_WRITTEN INSTRUCTION_:
Please pull out the stretch from the start of the records through the line containing "Category: white building", both ends included, and reproduce it word for word with nothing beyond it.

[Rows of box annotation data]
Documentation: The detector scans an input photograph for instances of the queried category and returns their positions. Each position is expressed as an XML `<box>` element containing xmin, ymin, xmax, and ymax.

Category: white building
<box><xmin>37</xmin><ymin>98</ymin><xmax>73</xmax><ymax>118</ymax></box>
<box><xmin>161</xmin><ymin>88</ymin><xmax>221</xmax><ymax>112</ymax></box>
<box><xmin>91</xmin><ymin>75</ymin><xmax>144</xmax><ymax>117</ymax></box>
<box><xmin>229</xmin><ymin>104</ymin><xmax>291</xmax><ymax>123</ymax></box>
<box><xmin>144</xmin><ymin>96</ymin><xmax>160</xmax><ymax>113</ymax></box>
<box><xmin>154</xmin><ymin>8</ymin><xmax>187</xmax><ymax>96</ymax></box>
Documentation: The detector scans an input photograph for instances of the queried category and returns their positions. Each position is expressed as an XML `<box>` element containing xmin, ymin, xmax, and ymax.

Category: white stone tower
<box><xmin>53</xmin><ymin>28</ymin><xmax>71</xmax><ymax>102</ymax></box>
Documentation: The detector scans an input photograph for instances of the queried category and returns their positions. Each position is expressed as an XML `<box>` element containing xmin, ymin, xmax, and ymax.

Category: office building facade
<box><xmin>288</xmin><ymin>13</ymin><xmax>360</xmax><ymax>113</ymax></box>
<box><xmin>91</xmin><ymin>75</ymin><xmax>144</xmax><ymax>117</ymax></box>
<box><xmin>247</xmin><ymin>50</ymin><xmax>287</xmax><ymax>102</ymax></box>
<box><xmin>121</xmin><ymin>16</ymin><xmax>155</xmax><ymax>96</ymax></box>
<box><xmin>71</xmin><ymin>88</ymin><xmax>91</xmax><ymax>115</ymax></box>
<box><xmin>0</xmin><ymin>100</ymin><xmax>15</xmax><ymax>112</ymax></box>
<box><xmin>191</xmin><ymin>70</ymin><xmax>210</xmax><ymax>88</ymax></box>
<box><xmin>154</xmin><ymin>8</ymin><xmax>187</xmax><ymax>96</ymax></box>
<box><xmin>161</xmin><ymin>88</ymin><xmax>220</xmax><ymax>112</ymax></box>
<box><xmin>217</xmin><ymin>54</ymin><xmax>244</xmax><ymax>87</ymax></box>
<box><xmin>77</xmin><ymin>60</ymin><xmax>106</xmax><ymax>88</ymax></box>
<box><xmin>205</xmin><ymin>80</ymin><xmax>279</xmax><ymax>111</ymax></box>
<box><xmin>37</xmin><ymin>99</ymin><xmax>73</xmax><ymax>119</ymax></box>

_ANSWER TO THE EXERCISE_:
Documentation: The detector scans an input photograph for instances of the queried category and returns their positions. Each position is expressed as an XML `<box>` element containing xmin, ymin, xmax, and ymax.

Category: white building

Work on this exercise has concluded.